== PASSAGE GIVEN ==
____

Ah, I was forgetting about that COSC thing. Well, if they are going to get that certificate for this new "Russian" movement, that just shows it is not Russian at all. The COSC certificate is only applied to Swiss made movements and that does mean that the movements have to be made in Switzerland only. So production doesn't remain in Russia, at least when it comes to movements. Case, dials, etc and assembly might be done there and that might be kind of good for Russia as it means more jobs but it's kind of like Apple going to China to assemble the IPhone. I mean, it's also investing the high-tech resources in Switzerland (and I recognize that when it comes to hairsprings that's where the factories are) and keeping Russian labour that is certainly cheaper than Switzerland.

I do hope that my reasoning is completely wrong though...


----------



## chris.ph (Dec 29, 2011)

lampoc empty your pms mate ive a question for you


----------



## Lampoc (Oct 31, 2010)

chris.ph said:


> lampoc empty your pms mate ive a question for you


 Done!


----------



## chris.ph (Dec 29, 2011)

cheers matey, message sent :thumbup:


----------



## Lampoc (Oct 31, 2010)

____

== RECORDED INFORMATION ==
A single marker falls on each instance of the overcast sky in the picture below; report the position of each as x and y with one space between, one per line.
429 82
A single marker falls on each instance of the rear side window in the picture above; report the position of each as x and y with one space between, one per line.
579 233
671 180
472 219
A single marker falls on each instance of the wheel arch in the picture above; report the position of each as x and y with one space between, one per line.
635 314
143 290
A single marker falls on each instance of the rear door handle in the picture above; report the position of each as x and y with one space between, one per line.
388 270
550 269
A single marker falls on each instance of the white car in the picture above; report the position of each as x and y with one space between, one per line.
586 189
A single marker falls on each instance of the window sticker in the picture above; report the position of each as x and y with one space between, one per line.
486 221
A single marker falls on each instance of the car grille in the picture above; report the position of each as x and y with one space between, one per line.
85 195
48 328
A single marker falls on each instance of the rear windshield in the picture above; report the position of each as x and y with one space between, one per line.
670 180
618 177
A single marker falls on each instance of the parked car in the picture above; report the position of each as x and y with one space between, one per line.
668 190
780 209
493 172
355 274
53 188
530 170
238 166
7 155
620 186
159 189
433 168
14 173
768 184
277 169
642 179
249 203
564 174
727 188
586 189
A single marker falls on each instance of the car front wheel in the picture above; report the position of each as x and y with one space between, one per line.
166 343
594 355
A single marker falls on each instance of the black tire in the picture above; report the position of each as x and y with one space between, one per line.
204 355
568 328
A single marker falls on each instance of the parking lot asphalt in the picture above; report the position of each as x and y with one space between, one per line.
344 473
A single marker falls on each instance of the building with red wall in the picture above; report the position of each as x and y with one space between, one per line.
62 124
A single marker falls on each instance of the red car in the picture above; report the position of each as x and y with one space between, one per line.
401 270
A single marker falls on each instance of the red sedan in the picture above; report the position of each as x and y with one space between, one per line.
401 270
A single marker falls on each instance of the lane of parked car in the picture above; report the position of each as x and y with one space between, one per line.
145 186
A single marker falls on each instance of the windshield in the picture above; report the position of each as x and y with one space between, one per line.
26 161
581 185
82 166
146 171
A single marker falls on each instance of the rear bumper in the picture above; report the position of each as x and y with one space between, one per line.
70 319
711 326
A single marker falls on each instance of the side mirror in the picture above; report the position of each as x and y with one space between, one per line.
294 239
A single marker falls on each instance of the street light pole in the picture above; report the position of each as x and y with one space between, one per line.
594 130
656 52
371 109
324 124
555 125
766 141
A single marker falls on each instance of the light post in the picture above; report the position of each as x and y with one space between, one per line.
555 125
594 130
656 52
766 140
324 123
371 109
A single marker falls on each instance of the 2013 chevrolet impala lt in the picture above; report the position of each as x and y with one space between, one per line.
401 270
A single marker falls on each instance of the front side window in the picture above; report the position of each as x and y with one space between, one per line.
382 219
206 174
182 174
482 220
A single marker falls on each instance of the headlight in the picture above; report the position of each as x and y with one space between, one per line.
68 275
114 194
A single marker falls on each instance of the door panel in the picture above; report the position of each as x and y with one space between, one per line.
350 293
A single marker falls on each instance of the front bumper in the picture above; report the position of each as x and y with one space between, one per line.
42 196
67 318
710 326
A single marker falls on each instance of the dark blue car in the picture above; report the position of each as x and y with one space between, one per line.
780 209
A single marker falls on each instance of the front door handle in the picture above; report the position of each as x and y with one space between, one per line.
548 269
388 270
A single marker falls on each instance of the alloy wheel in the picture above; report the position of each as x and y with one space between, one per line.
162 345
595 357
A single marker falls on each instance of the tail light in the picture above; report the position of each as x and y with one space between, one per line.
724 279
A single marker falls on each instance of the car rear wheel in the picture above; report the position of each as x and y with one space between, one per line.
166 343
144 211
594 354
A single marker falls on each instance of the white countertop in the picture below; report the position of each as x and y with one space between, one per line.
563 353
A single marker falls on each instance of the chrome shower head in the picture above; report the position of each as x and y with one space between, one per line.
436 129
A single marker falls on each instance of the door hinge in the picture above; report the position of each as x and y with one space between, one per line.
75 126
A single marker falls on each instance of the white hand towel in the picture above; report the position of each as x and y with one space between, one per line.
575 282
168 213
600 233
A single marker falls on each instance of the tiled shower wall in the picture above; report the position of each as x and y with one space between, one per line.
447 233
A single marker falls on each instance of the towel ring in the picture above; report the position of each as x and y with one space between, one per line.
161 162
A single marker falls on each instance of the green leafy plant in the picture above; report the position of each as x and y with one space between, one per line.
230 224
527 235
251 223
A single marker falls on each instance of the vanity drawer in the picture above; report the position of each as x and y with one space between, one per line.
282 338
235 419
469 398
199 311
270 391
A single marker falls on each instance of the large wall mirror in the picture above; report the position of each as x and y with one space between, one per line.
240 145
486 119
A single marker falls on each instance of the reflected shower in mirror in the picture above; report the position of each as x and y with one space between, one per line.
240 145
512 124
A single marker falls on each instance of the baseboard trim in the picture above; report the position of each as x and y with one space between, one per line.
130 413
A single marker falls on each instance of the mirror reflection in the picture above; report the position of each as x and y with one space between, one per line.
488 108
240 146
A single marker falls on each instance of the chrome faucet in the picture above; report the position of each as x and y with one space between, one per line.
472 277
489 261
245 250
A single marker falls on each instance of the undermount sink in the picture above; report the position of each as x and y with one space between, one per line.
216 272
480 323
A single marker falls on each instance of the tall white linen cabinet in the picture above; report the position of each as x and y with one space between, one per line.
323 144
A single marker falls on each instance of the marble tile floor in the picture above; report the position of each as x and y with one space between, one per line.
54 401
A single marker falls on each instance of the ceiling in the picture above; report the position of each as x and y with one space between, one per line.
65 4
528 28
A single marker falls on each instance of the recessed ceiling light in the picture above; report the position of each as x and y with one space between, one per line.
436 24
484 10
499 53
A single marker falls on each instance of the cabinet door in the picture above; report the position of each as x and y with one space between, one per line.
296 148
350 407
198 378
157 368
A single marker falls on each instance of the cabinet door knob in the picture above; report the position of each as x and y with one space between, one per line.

____

== INSTRUCTION 1 ==
Reproduce, word for word, the portion of the watch forum thread above that begins with the words containing "Ah, I was forgetting" and ends with "cheaper than Switzerland.".
== INSTRUCTION 2 ==
Extend the watch forum thread above by writing the text that follows its final line.

== EXERCISE OUTPUT 1 ==
Ah, I was forgetting about that COSC thing. Well, if they are going to get that certificate for this new "Russian" movement, that just shows it is not Russian at all. The COSC certificate is only applied to Swiss made movements and that does mean that the movements have to be made in Switzerland only. So production doesn't remain in Russia, at least when it comes to movements. Case, dials, etc and assembly might be done there and that might be kind of good for Russia as it means more jobs but it's kind of like Apple going to China to assemble the IPhone. I mean, it's also investing the high-tech resources in Switzerland (and I recognize that when it comes to hairsprings that's where the factories are) and keeping Russian labour that is certainly cheaper than Switzerland.

== EXERCISE OUTPUT 2 ==
Kutusov said:


> Ah, I was forgetting about that COSC thing. Well, if they are going to get that certificate for this new "Russian" movement, that just shows it is not Russian at all. The COSC certificate is only applied to Swiss made movements and that does mean that the movements have to be made in Switzerland only. So production doesn't remain in Russia, at least when it comes to movements.


 I've honestly no idea how they're doing this despite doing quite a lot of research (I'm laid-up with a dodgy arm right now so have nothing better to do  ). They're certainly making their own movements. Raketa is now owned by a Swiss Count so there must be a loophole somewhere....


----------



## Kutusov (Apr 19, 2010)

Lampoc said:


> (I'm laid-up with a dodgy arm right now so have nothing better to do  ). They're certainly making their own movements. Raketa is now owned by a Swiss Count so there must be a loophole somewhere....


Sorry about your arm, hope it gets better soon.

Well, I won't bother to look into this then, if you couldn't find anything, I also wouldn't be able to. I guess we'll have to wait and see.


----------



## Lampoc (Oct 31, 2010)

Kutusov said:


> Sorry about your arm, hope it gets better soon.


More importantly, which Russian watch do you think would go best with my arm?


----------



## Kutusov (Apr 19, 2010)

Lampoc said:


>


Holy cow! That looks nasty! Well, I guess a Navy Vostok could work, the blue dial would match the blue stitchings :lol:


----------



## chris.ph (Dec 29, 2011)

christ,which one of the sac cooks sowed you up


----------



## luckywatch (Feb 2, 2013)

You want a large bund on that one mate.


----------



## Draygo (Mar 18, 2010)

Lampoc said:


> ...I'm laid-up with a dodgy arm right now ...


Having seen the photos, I think this qualifies as the understatement of the day.









Hope it's not as sore as it looks and here's to a speedy recovery!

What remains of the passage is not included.